TASK STATEMENT: Convert the lines from the line with "My manager asked me to get bounding boxes for every silhouetted" to the line with "[94,100,235,232]" into a JSON list of strings, one string per line, with blank lines omitted.
___ SUPPLIED MATERIAL
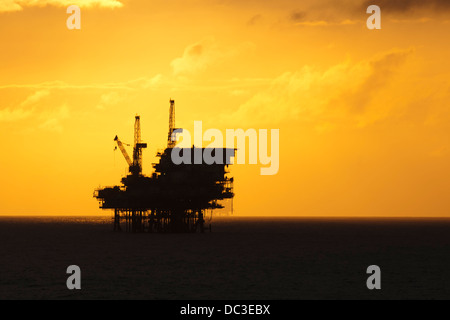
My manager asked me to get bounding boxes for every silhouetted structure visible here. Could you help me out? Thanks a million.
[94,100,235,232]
______
___ SUPPLIED MATERIAL
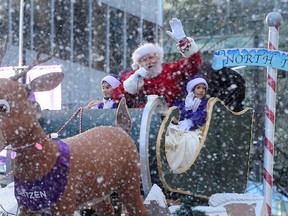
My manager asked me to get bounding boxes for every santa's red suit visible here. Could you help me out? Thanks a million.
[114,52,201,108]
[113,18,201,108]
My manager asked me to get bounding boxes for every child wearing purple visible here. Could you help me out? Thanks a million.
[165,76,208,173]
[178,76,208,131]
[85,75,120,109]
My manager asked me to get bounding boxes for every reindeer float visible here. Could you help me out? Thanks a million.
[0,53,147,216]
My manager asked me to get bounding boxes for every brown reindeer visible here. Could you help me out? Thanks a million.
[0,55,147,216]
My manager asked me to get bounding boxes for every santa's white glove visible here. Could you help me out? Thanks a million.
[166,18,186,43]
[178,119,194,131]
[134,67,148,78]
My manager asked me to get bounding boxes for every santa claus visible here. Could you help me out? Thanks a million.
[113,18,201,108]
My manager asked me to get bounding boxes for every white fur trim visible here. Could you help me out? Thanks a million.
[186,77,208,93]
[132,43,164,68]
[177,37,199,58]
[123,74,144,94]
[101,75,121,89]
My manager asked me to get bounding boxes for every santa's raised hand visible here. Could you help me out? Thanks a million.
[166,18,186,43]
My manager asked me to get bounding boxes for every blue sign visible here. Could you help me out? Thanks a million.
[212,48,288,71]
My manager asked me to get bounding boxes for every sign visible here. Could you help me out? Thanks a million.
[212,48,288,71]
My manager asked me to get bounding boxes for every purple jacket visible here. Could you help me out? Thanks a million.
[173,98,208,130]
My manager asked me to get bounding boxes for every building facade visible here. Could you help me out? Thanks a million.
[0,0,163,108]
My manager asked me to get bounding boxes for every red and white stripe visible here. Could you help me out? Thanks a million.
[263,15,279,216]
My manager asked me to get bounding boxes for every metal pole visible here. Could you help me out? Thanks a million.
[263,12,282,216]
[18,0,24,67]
______
ANSWER TO THIS TASK:
[
  "My manager asked me to get bounding boxes for every silhouetted structure visible here. Could you help me out? Thanks a million.",
  "[94,100,235,232]"
]